▸ **Your goal**
Return the full listing exactly as it is written.

▸ **Records supplied**
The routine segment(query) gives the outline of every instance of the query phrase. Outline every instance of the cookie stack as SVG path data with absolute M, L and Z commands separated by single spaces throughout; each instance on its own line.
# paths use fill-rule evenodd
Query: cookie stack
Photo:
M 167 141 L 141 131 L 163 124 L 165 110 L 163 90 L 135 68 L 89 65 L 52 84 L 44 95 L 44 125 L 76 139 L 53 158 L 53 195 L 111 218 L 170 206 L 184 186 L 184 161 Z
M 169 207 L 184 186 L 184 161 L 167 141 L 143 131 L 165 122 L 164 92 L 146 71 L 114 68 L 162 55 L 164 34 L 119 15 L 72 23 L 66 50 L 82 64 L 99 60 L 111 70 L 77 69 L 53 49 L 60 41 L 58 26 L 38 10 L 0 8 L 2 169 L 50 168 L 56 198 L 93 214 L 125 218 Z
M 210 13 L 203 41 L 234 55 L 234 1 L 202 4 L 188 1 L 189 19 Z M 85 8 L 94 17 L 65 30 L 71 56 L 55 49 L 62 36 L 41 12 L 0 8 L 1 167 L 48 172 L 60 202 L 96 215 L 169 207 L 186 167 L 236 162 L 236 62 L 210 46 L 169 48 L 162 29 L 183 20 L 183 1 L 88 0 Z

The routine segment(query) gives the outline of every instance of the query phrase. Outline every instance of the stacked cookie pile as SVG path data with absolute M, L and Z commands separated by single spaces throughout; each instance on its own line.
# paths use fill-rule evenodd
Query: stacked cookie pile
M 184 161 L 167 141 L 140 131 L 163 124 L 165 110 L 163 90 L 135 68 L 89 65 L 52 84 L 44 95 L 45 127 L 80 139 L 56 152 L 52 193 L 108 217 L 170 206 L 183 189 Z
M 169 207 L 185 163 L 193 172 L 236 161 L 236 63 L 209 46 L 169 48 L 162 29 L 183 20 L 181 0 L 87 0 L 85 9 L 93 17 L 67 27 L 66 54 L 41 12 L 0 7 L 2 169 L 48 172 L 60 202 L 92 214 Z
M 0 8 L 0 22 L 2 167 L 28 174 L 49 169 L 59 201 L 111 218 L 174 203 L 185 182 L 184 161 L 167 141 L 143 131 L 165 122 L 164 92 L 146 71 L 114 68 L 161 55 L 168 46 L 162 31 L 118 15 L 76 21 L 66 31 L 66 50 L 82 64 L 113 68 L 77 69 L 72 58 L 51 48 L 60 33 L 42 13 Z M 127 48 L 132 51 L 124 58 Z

▸ **Answer box**
The routine segment(query) gives the outline of every instance of the query phrase. Outline every instance of the cookie stack as SVG path data with absolute M, L and Z commands separated by single spaces throughout; each instance on its own line.
# paths use fill-rule evenodd
Query: cookie stack
Photo:
M 167 141 L 141 131 L 163 124 L 165 110 L 163 90 L 135 68 L 89 65 L 52 84 L 44 95 L 44 125 L 76 139 L 53 158 L 53 195 L 111 218 L 170 206 L 184 186 L 184 161 Z
M 169 207 L 184 186 L 184 161 L 167 141 L 143 131 L 165 122 L 164 92 L 146 71 L 114 68 L 162 55 L 164 34 L 119 15 L 72 23 L 66 50 L 82 64 L 99 60 L 111 70 L 77 69 L 53 49 L 60 41 L 58 26 L 38 10 L 0 8 L 2 169 L 50 168 L 56 198 L 93 214 L 125 218 Z
M 210 13 L 203 41 L 234 55 L 234 1 L 202 4 L 188 1 L 189 19 Z M 85 8 L 94 17 L 65 30 L 71 56 L 55 49 L 62 36 L 41 12 L 0 8 L 1 167 L 48 172 L 60 202 L 96 215 L 169 207 L 186 167 L 236 162 L 236 62 L 210 46 L 169 48 L 162 29 L 183 20 L 183 1 L 88 0 Z

The routine segment(query) gives the outline of every instance of the query phrase. Outline every instance of the stacked cookie pile as SVG path data with absolute M, L and Z commands separated by single spaces throughout; each instance on its own line.
# paths use fill-rule evenodd
Query: stacked cookie pile
M 184 161 L 167 141 L 140 131 L 163 124 L 165 110 L 163 90 L 135 68 L 89 65 L 52 84 L 44 95 L 45 127 L 80 139 L 56 152 L 52 193 L 108 217 L 170 206 L 183 189 Z
M 169 207 L 185 163 L 193 172 L 236 161 L 236 63 L 209 46 L 169 48 L 162 29 L 183 20 L 181 0 L 87 0 L 85 9 L 93 17 L 67 27 L 66 54 L 41 12 L 0 7 L 2 169 L 48 172 L 60 202 L 92 214 Z
M 0 8 L 0 22 L 2 167 L 28 174 L 49 169 L 59 201 L 111 218 L 174 203 L 185 182 L 184 161 L 167 141 L 143 131 L 165 122 L 164 92 L 146 71 L 114 68 L 161 55 L 168 46 L 162 31 L 118 15 L 76 21 L 66 31 L 66 50 L 82 64 L 113 68 L 77 69 L 72 58 L 51 48 L 60 33 L 42 13 Z M 127 48 L 132 51 L 124 58 Z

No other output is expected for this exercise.